» Document text:
Re: Skipping schema changes in publication - Mailing list pgsql-hackers

From Shlok Kyal
Subject Re: Skipping schema changes in publication
Date
Msg-id CANhcyEUtYV-9ujtxLasnxN_peT+3LuZjcRx1xUECh1CCmANB8w@mail.gmail.com
Whole thread Raw
In response to Re: Skipping schema changes in publication  (Peter Smith <smithpb2250@gmail.com>)
Responses Re: Skipping schema changes in publication
List pgsql-hackers
On Mon, 21 Jul 2025 at 12:17, Peter Smith <smithpb2250@gmail.com> wrote:
>
> Hi Shlok.
>
> Some review comments for patch v16-0003.
>
> ======
> Commit message
>
> 1.
> The column "prexcept" of system catalog "pg_publication_rel" is set to
> "true" when publication is created with EXCEPT table or EXCEPT column
> list. If column "prattrs" of system catalog "pg_publication_rel" is also
> set or column "puballtables" of system catalog "pg_publication" is
> "false", it indicates the column list is specified with EXCEPT clause
> and columns in "prattrs" are excluded from being published.
>
> ~
>
> Somehow, this seems to contain too much information, making it a bit
> confusing. Can't you chop this down to something like below?
>
> SUGESTION
> When column "prexcept" of system catalog "pg_publication_rel" is set
> to "true", and column "prattrs" of system catalog "pg_publication_rel"
> is not NULL, that means the publication was created with "EXCEPT
> (column-list)", and the columns in "prattrs" will be excluded from
> being published.
>
Modified the commit message as per suggestion.

> ======
> doc/src/sgml/logical-replication.sgml
>
> 2.

» Objective 1:
Rewrite the mailing list message between "From Shlok Kyal" and "for patch v16-0003.", inclusive, replacing "Peter Smith" with "P. Smith".
The records that come next are unrelated to the mailing list message.

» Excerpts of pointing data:
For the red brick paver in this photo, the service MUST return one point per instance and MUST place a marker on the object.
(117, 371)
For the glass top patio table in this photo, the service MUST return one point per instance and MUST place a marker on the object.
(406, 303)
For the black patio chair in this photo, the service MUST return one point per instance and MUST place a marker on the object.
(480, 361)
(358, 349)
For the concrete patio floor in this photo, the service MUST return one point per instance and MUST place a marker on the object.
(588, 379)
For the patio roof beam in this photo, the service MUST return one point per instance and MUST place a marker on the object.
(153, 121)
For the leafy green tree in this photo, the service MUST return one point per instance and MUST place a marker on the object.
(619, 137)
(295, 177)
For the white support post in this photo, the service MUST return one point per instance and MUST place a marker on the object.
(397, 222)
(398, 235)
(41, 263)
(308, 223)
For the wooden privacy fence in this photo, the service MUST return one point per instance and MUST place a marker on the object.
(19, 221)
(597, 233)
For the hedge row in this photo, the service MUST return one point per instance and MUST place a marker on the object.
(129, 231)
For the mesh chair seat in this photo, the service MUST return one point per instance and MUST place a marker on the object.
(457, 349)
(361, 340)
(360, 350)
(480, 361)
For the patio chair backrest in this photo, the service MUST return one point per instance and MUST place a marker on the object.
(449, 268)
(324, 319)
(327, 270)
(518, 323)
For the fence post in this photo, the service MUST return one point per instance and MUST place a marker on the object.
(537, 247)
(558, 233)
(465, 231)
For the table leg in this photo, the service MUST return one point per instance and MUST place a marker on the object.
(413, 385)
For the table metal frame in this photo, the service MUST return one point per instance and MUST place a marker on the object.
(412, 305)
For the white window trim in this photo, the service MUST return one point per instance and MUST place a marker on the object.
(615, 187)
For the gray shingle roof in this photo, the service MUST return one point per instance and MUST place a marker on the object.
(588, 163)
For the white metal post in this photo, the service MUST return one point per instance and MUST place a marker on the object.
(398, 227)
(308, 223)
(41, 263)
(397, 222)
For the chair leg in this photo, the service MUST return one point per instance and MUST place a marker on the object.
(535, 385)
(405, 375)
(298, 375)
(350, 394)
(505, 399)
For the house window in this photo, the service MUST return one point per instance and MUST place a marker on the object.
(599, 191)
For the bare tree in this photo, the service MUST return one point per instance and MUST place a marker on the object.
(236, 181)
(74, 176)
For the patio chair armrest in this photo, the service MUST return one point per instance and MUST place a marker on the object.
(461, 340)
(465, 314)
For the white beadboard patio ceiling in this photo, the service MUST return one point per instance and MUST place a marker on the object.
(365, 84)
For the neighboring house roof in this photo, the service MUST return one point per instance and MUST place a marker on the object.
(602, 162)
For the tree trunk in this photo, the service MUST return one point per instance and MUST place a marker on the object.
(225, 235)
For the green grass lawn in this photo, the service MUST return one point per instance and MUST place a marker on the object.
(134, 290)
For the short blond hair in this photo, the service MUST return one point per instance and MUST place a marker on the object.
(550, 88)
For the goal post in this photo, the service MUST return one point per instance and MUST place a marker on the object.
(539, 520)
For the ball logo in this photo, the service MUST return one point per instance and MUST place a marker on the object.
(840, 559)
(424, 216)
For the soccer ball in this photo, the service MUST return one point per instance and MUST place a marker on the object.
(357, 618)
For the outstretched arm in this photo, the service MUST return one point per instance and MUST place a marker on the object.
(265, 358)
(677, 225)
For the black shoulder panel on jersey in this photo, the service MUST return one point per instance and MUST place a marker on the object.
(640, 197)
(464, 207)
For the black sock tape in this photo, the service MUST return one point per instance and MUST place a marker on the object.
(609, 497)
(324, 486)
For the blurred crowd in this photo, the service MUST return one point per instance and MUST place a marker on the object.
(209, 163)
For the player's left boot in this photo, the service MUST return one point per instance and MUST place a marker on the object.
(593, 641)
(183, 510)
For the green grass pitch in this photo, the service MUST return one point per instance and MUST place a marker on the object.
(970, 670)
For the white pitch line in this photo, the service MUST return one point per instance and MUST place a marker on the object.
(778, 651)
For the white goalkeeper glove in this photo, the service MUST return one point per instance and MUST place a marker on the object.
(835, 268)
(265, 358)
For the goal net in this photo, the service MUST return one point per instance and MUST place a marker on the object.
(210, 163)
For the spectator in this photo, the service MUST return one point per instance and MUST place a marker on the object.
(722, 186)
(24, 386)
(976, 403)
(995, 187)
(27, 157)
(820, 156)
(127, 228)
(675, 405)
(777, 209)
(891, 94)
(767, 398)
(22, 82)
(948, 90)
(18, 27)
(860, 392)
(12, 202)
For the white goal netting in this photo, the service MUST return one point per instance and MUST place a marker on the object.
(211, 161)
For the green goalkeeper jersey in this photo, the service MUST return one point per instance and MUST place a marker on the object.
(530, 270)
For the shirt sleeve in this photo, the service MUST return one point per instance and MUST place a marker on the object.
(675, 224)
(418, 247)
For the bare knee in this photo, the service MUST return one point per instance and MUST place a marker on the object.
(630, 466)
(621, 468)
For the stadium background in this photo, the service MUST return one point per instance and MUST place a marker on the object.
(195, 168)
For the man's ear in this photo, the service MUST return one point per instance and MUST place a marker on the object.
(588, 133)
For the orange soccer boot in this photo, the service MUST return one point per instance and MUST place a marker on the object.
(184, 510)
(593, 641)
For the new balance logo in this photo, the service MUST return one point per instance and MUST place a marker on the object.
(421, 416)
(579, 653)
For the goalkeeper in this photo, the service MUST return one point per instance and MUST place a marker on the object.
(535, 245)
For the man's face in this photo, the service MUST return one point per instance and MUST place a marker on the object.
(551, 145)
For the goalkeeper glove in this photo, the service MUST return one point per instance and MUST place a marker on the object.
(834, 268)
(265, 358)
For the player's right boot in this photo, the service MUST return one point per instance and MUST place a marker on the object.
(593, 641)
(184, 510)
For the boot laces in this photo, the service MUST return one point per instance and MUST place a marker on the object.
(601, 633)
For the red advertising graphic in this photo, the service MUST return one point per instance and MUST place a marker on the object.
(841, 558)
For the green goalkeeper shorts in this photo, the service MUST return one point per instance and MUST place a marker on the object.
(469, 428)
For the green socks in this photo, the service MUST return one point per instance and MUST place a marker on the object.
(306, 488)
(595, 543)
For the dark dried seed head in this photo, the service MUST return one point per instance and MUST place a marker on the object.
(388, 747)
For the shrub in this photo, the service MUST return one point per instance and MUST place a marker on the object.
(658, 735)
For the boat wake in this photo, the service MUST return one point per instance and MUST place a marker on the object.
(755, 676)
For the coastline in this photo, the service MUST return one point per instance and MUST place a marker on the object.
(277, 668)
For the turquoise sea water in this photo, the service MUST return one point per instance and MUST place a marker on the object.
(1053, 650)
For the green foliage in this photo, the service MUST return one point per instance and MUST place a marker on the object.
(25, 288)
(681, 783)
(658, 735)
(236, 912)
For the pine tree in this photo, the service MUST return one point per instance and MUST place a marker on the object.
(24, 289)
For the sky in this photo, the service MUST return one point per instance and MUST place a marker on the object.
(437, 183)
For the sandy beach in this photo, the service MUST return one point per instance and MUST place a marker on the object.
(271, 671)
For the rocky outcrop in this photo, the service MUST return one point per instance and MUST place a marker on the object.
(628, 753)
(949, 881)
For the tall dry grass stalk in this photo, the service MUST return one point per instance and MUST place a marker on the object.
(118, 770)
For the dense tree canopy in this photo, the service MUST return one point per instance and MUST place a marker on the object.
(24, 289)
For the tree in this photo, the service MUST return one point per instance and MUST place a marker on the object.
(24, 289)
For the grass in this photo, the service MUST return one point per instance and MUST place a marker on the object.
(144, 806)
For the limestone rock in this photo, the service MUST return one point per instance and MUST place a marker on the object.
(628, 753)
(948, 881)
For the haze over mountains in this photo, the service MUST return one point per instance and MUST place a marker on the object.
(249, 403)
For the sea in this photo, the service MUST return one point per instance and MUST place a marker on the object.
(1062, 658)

» Objective 2:
Return each line of the records that contains the word "white", treating case as significant.

» Task result 1:
From Shlok Kyal
Subject Re: Skipping schema changes in publication
Date
Msg-id CANhcyEUtYV-9ujtxLasnxN_peT+3LuZjcRx1xUECh1CCmANB8w@mail.gmail.com
Whole thread Raw
In response to Re: Skipping schema changes in publication  (P. Smith <smithpb2250@gmail.com>)
Responses Re: Skipping schema changes in publication
List pgsql-hackers
On Mon, 21 Jul 2025 at 12:17, P. Smith <smithpb2250@gmail.com> wrote:
>
> Hi Shlok.
>
> Some review comments for patch v16-0003.

» Task result 2:
For the white support post in this photo, the service MUST return one point per instance and MUST place a marker on the object.
For the white window trim in this photo, the service MUST return one point per instance and MUST place a marker on the object.
For the white metal post in this photo, the service MUST return one point per instance and MUST place a marker on the object.
For the white beadboard patio ceiling in this photo, the service MUST return one point per instance and MUST place a marker on the object.
For the white pitch line in this photo, the service MUST return one point per instance and MUST place a marker on the object.
For the white goalkeeper glove in this photo, the service MUST return one point per instance and MUST place a marker on the object.
For the white goal netting in this photo, the service MUST return one point per instance and MUST place a marker on the object.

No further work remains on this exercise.